Return, unchanged, every line from the one containing "target: mist in air" through the one containing "M497 0L4 1L2", both included.

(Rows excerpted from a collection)
========================================
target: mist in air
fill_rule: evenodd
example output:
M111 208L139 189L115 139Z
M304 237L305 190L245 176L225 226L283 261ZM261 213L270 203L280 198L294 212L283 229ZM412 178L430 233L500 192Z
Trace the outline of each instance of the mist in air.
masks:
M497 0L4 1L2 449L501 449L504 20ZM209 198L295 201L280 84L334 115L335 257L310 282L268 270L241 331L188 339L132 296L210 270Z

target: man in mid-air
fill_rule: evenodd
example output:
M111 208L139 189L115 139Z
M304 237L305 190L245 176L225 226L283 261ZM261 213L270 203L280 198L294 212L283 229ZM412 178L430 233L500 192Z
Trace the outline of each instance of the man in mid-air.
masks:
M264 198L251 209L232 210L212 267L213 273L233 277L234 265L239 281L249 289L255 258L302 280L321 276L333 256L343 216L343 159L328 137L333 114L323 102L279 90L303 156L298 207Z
========================================
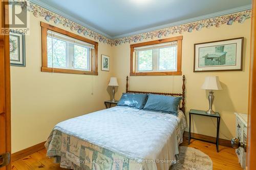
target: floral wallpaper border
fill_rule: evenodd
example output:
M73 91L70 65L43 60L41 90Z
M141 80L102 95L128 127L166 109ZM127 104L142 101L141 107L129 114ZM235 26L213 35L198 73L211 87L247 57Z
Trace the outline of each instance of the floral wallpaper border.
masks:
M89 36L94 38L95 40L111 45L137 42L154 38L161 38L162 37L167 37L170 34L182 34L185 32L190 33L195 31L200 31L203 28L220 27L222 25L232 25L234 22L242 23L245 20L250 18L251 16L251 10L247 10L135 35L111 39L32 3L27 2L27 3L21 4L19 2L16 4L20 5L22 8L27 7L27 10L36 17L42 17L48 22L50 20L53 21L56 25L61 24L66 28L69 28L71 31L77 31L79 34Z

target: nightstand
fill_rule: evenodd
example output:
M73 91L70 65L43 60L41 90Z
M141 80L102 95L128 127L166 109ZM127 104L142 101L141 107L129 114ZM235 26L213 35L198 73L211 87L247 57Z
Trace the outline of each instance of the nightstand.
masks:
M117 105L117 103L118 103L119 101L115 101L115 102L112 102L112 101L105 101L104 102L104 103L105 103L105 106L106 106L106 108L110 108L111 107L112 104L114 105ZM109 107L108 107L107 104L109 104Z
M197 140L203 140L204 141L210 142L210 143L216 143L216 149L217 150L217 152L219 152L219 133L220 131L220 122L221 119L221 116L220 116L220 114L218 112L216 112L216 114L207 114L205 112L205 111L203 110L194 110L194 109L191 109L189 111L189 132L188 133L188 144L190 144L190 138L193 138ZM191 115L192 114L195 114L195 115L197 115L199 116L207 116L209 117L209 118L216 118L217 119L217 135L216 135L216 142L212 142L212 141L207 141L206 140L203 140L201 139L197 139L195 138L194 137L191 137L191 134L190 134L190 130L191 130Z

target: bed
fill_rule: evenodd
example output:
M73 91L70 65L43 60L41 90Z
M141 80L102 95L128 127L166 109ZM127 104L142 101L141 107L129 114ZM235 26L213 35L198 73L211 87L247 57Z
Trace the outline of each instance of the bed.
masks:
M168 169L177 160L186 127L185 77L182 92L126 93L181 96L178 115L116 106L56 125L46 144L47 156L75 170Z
========================================
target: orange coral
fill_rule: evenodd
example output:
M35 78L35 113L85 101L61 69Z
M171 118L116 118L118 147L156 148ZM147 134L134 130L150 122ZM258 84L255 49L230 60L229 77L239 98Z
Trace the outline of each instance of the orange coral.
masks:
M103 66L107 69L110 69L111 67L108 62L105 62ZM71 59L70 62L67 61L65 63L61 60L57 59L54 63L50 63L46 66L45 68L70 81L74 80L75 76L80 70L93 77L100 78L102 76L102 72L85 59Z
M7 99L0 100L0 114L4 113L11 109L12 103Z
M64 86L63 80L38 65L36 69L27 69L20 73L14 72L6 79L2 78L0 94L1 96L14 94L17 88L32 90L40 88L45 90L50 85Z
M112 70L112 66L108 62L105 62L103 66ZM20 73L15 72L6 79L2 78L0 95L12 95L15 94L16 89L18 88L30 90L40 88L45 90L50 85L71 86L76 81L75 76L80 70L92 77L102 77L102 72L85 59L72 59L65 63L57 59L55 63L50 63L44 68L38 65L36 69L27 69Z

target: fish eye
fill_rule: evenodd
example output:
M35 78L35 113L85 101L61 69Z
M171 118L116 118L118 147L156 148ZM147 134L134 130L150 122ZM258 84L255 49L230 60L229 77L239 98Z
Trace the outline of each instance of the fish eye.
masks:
========================================
**Answer for this exercise:**
target: mist in air
fill_rule: evenodd
example output:
M111 208L139 189L115 139Z
M304 237L305 190L245 176L225 226L283 261ZM261 213L270 203L280 198L294 212L283 229ZM412 178L430 233L500 192Z
Trace the outline of each instance of the mist in air.
masks:
M497 0L4 1L2 449L501 449L504 20ZM209 198L295 201L280 84L334 115L335 257L310 282L268 270L241 331L188 339L132 296L210 270Z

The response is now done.